## Task to complete
Copy out the lines below word for word, covering the stretch from the line containing "Task: locate the partially" through the line containing "pixel 57 619", both included.
====
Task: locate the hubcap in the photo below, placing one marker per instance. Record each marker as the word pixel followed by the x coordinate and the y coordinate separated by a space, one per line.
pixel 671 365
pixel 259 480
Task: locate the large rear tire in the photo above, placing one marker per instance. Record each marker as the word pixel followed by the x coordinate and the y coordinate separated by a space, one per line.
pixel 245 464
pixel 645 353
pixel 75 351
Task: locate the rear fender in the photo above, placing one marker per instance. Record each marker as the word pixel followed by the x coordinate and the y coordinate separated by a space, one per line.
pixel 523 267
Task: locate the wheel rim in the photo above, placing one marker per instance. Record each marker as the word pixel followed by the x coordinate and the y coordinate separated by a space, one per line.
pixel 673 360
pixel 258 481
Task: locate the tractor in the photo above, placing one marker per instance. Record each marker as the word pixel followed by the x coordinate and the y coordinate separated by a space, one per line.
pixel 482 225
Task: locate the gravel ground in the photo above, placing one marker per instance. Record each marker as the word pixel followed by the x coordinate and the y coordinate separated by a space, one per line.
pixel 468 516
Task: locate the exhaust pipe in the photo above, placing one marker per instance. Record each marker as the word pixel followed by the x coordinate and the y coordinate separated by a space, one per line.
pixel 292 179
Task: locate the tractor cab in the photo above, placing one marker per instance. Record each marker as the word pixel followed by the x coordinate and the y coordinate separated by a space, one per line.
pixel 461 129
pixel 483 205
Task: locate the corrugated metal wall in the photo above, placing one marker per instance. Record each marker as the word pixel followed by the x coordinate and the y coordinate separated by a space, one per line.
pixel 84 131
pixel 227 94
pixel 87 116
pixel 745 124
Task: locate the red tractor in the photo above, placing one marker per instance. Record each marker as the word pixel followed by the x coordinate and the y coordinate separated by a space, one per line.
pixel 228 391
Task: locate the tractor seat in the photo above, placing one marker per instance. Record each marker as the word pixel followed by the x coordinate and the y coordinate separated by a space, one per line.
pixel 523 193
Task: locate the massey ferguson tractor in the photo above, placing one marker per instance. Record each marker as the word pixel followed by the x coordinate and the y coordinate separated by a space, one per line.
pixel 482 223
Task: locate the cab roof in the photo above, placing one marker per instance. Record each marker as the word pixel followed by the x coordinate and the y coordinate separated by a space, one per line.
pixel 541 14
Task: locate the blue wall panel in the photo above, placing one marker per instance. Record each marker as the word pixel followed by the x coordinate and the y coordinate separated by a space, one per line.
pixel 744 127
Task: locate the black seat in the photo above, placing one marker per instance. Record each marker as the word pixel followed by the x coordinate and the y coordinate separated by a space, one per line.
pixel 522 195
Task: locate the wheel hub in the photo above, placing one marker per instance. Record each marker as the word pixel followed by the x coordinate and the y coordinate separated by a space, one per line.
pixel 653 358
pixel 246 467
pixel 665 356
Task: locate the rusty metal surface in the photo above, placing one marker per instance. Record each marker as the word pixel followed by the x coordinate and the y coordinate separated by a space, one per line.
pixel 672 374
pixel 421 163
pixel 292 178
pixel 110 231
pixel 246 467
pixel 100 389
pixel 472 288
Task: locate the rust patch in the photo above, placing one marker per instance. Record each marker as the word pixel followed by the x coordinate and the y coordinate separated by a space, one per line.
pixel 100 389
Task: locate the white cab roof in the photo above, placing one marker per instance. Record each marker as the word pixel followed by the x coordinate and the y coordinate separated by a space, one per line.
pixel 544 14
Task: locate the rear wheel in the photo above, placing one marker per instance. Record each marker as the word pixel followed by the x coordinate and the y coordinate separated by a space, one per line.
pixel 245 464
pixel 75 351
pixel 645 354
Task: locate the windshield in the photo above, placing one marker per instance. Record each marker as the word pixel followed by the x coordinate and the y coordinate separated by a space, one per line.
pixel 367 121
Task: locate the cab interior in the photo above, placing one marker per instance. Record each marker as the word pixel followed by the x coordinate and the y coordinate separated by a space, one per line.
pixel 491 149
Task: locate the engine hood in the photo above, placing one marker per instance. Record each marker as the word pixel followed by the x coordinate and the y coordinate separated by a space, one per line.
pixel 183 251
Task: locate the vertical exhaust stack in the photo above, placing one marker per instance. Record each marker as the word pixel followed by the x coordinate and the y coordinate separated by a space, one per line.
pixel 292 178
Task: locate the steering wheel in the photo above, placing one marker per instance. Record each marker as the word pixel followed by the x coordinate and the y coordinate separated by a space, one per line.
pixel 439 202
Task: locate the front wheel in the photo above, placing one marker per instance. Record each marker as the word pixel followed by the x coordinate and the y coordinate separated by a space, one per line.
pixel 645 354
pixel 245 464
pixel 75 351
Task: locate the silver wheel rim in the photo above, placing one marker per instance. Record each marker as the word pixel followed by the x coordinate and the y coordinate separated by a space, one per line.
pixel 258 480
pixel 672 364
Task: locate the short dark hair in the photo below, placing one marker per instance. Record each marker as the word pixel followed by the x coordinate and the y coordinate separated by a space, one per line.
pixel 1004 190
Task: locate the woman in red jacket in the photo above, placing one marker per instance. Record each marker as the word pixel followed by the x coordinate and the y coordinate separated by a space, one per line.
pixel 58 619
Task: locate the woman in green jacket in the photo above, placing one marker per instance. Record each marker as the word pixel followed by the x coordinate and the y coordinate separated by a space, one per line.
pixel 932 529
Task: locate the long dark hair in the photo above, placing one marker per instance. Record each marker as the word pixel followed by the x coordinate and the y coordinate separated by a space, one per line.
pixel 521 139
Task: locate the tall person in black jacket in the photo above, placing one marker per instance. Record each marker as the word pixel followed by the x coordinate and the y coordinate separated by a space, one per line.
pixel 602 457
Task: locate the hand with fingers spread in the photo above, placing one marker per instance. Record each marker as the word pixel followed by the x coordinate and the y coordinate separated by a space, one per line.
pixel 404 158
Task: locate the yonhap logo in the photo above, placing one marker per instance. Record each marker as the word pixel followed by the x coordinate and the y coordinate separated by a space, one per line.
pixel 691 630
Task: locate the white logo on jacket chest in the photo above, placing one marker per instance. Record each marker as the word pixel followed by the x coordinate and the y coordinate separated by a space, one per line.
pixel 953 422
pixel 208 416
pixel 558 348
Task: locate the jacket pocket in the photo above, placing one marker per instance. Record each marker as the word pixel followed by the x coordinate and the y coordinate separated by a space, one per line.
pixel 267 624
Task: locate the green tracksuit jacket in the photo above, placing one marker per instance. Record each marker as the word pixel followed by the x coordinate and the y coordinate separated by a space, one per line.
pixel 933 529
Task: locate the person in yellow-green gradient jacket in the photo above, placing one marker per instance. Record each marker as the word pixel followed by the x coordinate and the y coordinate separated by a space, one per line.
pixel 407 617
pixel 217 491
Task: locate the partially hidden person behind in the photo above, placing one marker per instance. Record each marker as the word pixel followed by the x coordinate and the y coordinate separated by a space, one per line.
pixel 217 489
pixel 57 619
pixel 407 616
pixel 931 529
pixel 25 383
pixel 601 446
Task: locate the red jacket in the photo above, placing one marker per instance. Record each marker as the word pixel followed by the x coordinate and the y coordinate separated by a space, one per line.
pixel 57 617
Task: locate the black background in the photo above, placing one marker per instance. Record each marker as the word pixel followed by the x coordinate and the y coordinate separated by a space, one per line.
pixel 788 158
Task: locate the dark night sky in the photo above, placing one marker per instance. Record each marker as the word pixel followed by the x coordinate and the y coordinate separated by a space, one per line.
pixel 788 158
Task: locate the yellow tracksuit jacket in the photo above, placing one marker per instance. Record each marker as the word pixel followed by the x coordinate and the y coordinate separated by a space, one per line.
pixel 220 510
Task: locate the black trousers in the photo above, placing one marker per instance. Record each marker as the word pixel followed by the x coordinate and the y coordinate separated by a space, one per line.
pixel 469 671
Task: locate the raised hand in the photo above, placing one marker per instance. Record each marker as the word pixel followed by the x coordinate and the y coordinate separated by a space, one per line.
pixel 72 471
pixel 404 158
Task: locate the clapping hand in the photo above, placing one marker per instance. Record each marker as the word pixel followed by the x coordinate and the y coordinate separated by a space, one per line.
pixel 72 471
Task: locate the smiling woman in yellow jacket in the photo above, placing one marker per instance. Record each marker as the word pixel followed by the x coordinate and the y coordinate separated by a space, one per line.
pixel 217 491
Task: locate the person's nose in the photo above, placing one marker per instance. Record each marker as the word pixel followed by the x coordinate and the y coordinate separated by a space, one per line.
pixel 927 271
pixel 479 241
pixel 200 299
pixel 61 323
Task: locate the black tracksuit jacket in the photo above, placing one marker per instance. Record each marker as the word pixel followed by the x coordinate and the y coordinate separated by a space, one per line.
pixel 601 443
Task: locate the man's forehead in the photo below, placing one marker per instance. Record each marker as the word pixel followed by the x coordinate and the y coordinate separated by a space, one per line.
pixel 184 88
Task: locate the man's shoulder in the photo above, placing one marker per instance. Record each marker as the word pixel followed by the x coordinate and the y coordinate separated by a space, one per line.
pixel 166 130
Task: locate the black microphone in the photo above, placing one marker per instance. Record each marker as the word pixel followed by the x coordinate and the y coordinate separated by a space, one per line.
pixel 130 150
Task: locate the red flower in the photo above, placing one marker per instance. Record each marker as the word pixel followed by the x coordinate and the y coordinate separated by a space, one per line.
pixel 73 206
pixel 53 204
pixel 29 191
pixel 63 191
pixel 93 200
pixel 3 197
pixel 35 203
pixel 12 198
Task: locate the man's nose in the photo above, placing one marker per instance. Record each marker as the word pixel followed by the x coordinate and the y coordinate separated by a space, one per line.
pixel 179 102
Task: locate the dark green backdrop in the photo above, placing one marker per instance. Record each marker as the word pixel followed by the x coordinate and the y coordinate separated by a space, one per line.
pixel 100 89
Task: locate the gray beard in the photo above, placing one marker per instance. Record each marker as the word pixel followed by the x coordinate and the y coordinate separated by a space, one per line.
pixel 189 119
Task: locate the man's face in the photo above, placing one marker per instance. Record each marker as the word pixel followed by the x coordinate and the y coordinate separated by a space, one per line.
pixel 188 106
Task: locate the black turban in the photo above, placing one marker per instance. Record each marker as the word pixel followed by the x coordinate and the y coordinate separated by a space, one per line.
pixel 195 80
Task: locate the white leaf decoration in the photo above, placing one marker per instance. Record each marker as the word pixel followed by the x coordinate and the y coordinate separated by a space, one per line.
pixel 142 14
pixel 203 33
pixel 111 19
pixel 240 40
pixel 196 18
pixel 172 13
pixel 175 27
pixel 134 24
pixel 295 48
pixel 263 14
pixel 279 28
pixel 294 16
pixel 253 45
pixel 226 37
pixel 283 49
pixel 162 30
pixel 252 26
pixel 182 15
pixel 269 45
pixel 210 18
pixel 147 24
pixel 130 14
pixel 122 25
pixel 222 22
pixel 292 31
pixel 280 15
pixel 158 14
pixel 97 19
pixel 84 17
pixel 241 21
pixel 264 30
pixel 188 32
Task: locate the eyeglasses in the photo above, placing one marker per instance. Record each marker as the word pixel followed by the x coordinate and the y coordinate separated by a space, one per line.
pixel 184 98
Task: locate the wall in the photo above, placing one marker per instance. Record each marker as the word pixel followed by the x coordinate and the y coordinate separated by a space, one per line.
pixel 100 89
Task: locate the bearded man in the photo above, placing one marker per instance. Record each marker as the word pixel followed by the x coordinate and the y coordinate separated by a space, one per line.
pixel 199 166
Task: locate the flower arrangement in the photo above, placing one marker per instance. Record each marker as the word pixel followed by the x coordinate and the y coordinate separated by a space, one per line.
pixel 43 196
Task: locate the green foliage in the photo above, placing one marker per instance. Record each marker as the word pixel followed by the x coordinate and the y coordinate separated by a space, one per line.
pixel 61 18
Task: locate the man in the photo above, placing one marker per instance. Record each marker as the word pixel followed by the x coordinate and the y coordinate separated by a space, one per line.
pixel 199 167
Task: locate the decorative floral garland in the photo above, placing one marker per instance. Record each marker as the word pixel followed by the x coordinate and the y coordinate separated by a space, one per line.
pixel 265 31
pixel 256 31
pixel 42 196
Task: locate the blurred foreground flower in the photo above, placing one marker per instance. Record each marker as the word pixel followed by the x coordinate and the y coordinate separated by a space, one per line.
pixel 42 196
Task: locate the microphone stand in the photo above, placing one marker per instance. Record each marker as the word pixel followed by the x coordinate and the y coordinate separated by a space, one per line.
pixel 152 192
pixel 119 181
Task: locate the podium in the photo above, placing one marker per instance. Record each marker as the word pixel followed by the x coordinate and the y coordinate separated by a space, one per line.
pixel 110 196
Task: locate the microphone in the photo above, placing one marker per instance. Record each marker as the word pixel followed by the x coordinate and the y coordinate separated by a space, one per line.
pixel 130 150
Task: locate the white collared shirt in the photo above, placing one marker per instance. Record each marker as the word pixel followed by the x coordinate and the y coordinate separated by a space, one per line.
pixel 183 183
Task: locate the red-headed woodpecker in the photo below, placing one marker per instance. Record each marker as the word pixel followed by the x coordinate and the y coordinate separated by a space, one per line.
====
## Exercise answer
Task: locate the partially hidden person behind in the photo above, placing one marker per instance. Record each marker as the word pixel followed by the x coordinate and the y coordinate separated by a space, one per line.
pixel 217 489
pixel 57 619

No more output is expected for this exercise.